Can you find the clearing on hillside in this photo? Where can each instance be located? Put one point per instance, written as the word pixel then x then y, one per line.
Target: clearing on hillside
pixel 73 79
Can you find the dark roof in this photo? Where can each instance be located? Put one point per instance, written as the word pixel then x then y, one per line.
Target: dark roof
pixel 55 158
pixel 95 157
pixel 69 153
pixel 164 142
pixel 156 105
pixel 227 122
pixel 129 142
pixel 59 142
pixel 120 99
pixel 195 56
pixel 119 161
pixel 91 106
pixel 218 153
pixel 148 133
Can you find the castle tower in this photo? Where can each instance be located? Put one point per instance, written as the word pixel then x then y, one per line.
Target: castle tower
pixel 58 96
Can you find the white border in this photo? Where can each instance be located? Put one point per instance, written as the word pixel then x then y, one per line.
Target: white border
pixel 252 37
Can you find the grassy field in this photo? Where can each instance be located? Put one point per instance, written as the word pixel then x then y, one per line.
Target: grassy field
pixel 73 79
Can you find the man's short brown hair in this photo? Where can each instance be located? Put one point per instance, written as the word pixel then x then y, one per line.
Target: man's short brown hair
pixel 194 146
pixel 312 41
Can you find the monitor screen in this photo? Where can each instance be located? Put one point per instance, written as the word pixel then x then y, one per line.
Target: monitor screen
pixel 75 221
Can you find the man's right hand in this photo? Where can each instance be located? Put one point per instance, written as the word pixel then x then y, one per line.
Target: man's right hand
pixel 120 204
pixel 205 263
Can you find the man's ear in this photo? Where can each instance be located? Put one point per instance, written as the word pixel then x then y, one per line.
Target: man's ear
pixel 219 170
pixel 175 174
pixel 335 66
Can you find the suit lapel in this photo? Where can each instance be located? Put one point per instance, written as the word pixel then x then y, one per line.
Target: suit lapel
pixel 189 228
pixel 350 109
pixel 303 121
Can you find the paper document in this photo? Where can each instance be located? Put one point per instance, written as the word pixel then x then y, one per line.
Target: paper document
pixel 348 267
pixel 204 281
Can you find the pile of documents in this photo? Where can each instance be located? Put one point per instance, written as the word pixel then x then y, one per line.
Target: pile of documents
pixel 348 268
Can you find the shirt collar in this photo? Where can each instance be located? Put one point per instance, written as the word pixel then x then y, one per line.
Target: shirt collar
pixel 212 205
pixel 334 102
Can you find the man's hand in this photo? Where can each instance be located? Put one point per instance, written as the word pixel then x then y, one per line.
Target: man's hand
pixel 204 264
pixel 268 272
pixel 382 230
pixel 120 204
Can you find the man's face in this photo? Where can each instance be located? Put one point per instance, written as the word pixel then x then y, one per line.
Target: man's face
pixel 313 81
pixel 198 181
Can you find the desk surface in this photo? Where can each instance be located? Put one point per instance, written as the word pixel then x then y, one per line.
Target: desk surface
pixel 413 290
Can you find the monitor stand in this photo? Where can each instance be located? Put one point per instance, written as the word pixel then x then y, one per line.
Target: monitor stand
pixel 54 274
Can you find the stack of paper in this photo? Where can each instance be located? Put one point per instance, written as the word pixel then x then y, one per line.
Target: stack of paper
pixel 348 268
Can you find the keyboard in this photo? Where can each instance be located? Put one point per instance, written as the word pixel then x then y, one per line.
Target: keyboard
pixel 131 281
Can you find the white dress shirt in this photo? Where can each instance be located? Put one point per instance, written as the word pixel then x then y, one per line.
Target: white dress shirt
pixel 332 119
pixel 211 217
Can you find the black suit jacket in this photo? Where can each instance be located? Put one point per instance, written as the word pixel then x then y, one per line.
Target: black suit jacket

● Request: Please quote every entry above word for word, line by line, with nothing changed or left out.

● Solution to this problem:
Can you find the clearing on hillside in this photo? Where can each instance be located? Put one point per instance, written as the word pixel then x then y, one per line.
Target: clearing on hillside
pixel 73 79
Can you find the dark roof in this photo? Where can each instance be located? Put one point per instance, written as the word pixel then x then y, one per line.
Target: dark roof
pixel 55 158
pixel 95 157
pixel 69 153
pixel 164 142
pixel 156 105
pixel 227 122
pixel 129 142
pixel 59 142
pixel 120 99
pixel 195 56
pixel 119 161
pixel 91 106
pixel 218 153
pixel 148 133
Can you find the castle tower in this photo? Where can each instance be located? Put one point per instance, written as the word pixel then x then y, one per line.
Target: castle tower
pixel 58 96
Can you find the white border in this photo? Where can each instance be located? Put one point per instance, written as the word pixel then x then y, one per line.
Target: white border
pixel 252 37
Can you find the grassy field in this photo? Where can each instance be located? Put one point per instance, written as the word pixel then x then y, one per line.
Target: grassy field
pixel 73 79
Can you find the man's short brown hair in this photo? Where can each instance be located? Put one point per instance, written as the word pixel then x then y, one per line.
Target: man's short brown hair
pixel 194 146
pixel 312 41
Can you find the monitor screen in this photo? Where can each instance be located? Put one point per instance, written as the word pixel then x then y, one per line.
Target: monitor screen
pixel 75 221
Can you find the man's right hand in this photo? Where can each instance be located? Put one point per instance, written as the word pixel then x then y, one per line.
Target: man's right hand
pixel 120 204
pixel 205 263
Can you find the man's ear in this photo? Where can each instance be located? Put one point per instance, written as the word pixel then x then y, one per line.
Target: man's ear
pixel 219 170
pixel 175 174
pixel 335 66
Can you find the suit lapel in this photo? Where can each instance be located? Put one point per instance, written as the word pixel then x then y, one per line.
Target: suit lapel
pixel 189 228
pixel 350 109
pixel 303 121
Can you find the paper document in this photo? Where can each instance be located? Put one point per instance, written as the word pixel then x then y, one per line.
Target: paper document
pixel 348 267
pixel 204 281
Can you find the pile of documents in this photo? Where can each instance be located? Put one point per instance, written as the word pixel then x then y, one per line.
Target: pile of documents
pixel 348 268
Can you find the shirt collar in this photo? Where can each instance be located? Put one point per instance, written as the word pixel then x then y, one per line.
Target: shirt collar
pixel 212 205
pixel 334 102
Can you find the man's hand in this photo? Where can each instance be located? Put one point per instance, written as the word pixel then x then y, one per line.
Target: man's hand
pixel 204 264
pixel 268 272
pixel 382 230
pixel 120 204
Can you find the man's face in this photo? Where can each instance be located? Put one point per instance, written as the word pixel then x then y, one per line.
Target: man's face
pixel 313 81
pixel 198 181
Can you find the desk surface in this photo? Where can each instance be located? Put one point per instance, written as the word pixel then x then y, one per line.
Target: desk surface
pixel 413 290
Can you find the monitor stand in this photo? Where can each instance be located? Put one point per instance, written as the word pixel then x then y, one per line.
Target: monitor stand
pixel 54 274
Can you find the stack of paper in this photo? Where can each instance be located? Put one point per instance, written as the word pixel then x then y, one per line.
Target: stack of paper
pixel 348 268
Can you find the keyboard in this photo? Where can each instance be located? Put one point per instance, written as the word pixel then x then y, one per line.
Target: keyboard
pixel 131 281
Can you find the white dress shirt in this photo? Where can each instance be located? Put one point per instance, written as the word pixel then x then y, one per line.
Target: white dress shirt
pixel 332 119
pixel 211 217
Can you find the black suit jacket in this photo? Where can each instance be located? Put one point per instance, written as the word pixel then x then y, one per line.
Target: black suit jacket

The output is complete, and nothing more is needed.